A faithful transcription of all the data is required.

PROVIDED MATERIAL:
--------------------------------------------------
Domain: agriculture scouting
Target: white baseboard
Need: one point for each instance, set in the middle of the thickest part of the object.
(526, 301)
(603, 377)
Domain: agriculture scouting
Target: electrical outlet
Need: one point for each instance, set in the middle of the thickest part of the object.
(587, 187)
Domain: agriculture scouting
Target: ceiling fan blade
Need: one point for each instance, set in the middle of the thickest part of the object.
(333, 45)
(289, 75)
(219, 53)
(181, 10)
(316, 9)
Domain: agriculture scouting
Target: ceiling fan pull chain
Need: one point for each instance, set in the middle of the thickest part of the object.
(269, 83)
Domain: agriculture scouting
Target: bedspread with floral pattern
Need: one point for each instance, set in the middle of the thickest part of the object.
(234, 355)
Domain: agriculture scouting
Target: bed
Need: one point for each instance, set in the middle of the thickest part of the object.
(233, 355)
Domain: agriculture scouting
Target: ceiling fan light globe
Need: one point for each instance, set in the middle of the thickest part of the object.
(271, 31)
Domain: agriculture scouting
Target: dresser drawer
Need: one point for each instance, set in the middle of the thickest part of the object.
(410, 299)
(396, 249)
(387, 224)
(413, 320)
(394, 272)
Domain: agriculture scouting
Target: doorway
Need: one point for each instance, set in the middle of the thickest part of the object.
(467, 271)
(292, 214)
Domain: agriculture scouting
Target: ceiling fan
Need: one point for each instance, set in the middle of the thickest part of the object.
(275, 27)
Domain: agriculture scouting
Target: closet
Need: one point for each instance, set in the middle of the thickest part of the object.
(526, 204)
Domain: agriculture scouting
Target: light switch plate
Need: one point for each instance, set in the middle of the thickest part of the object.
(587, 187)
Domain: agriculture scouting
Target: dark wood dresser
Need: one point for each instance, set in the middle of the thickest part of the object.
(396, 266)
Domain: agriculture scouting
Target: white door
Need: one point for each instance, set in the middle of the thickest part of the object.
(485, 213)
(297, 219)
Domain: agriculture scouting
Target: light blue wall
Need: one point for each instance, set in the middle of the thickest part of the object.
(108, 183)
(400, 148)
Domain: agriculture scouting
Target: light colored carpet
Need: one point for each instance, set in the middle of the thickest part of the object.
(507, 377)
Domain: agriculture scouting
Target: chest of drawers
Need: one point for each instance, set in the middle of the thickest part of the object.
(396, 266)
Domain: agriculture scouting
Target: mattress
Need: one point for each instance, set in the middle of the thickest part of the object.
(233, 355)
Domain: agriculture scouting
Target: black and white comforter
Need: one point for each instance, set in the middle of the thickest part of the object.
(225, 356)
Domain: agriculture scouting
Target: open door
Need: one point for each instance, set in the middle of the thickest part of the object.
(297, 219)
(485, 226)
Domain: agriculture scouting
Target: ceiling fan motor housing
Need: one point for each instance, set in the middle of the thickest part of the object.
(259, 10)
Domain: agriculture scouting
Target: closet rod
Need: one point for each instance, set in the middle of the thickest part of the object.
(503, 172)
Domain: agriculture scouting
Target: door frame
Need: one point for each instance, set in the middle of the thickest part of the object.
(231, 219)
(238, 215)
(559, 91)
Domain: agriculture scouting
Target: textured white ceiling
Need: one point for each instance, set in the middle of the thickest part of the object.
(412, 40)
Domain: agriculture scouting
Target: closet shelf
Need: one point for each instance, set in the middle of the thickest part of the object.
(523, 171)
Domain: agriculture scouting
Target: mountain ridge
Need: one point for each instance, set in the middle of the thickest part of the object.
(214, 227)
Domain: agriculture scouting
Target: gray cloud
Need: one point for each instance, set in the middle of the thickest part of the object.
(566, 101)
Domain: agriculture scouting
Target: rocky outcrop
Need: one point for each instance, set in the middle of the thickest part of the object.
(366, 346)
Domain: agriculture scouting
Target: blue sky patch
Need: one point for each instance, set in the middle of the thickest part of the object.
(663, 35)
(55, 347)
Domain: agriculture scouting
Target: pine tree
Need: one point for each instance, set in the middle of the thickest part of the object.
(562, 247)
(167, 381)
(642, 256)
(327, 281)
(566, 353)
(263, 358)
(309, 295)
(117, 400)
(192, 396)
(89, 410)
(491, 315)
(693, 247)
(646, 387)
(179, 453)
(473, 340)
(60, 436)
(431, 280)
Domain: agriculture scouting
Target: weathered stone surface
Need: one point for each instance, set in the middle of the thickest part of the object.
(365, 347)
--------------------------------------------------
WRITTEN REPLY:
Domain: agriculture scouting
Target: white baseboard
Need: one point for each instance, set in the middle of the thickest part of the object.
(526, 301)
(603, 377)
Domain: agriculture scouting
Target: electrical outlet
Need: one point for each instance, set in the middle of the thickest part of the object.
(587, 187)
Domain: agriculture scouting
Target: ceiling fan blade
Need: one point for each instance, set in the middle of the thickest part of the object.
(333, 45)
(289, 75)
(219, 53)
(181, 10)
(316, 9)
Domain: agriculture scouting
Target: ceiling fan pull chain
Need: one point for each instance, set in the middle of the thickest part of the object.
(269, 83)
Domain: agriculture scouting
Target: bedspread with floral pattern
Need: one point for each instance, set in the middle of the thickest part of the object.
(234, 355)
Domain: agriculture scouting
Target: bed
Need: one point for each instance, set in the middle of the thickest part of the object.
(233, 355)
Domain: agriculture scouting
Target: ceiling fan light globe
Need: one point for each instance, set in the middle of the thickest part of the object.
(271, 31)
Domain: agriculture scouting
Target: dresser drawer
Need: one point for each instance, set in the middle of the thickest part of the object.
(410, 299)
(396, 249)
(387, 224)
(413, 320)
(394, 272)
Domain: agriculture scouting
Target: doorway
Need: one point for each instance, set in the middle of the thickest part of the object.
(467, 271)
(292, 214)
Domain: agriculture scouting
Target: ceiling fan
Need: one point for each instance, set in the middle of the thickest part of the object.
(275, 27)
Domain: agriculture scouting
Target: closet
Need: one point for each instance, set in the middle of the thickest part of the object.
(526, 204)
Domain: agriculture scouting
Target: light switch plate
Need: one point for each instance, set in the middle of the thickest part of the object.
(587, 187)
Domain: agriculture scouting
Target: dark wood dresser
Need: one point for each instance, set in the middle of the thickest part of the object.
(396, 266)
Domain: agriculture scouting
Target: white door
Need: one point for each instance, set in the middle of the thickest part of the object.
(485, 213)
(297, 219)
Domain: agriculture scouting
Target: light blue wall
Need: one point for each instance, set in the middle of the thickest part of the object.
(108, 183)
(400, 148)
Domain: agriculture scouting
Target: light colored carpet
Need: one point for each instance, set in the middle of the thickest part of the object.
(507, 377)
Domain: agriculture scouting
Target: chest of drawers
Need: one point for each instance, set in the middle of the thickest part of the object.
(396, 266)
Domain: agriculture scouting
Target: mattress
Need: one point for each instance, set in the middle of the thickest part of the object.
(233, 355)
Domain: agriculture scouting
Target: black and white comforter
Need: one point for each instance, set in the middle of the thickest part of the object.
(225, 356)
Domain: agriculture scouting
Target: open door
Need: one point for each instance, set in the middle of the thickest part of the object.
(297, 219)
(485, 226)
Domain: agriculture scouting
Target: ceiling fan motor housing
Need: one point for each instance, set in the middle of the thickest part of the object.
(259, 10)
Domain: agriculture scouting
Target: closet rod
Need: one point for each instance, set in the middle of the thickest part of the object.
(503, 172)
Domain: agriculture scouting
Target: door frame
Need: one point for each instance, set in the middle of the thickest part of the object.
(231, 219)
(238, 215)
(559, 91)
Domain: agriculture scouting
Target: textured white ceiling
Need: one point for each instance, set in the middle of the thickest part of the object.
(412, 40)
Domain: agriculture scouting
Target: closet shelf
Need: one point for each instance, set in the middle of the thickest part of the object.
(523, 171)
Domain: agriculture scouting
Target: mountain ridge
Need: one point for each instance, set in the middle of the thickest part of the object.
(214, 227)
Domain: agriculture scouting
Target: gray cloud
Need: one point for each instance, set in the middle of the thickest part of the object.
(566, 101)
Domain: agriculture scouting
Target: rocky outcrop
Need: one point for each instance, set in the middle of the thickest part of the object.
(366, 346)
Domain: agriculture scouting
Target: blue sky patch
Need: one point for each instance, set in the middle of the thickest part of the object.
(663, 35)
(55, 347)
Domain: agriculture scouting
Target: pine tree
Need: one point for each instance, set in the middle of the thickest part of the object.
(562, 247)
(167, 381)
(642, 256)
(327, 281)
(566, 353)
(263, 358)
(309, 295)
(117, 400)
(192, 396)
(89, 410)
(491, 315)
(693, 247)
(646, 387)
(179, 453)
(473, 340)
(60, 436)
(431, 280)
Domain: agriculture scouting
Target: weathered stone surface
Need: one point for each instance, set in the middle of the thickest part of the object.
(365, 347)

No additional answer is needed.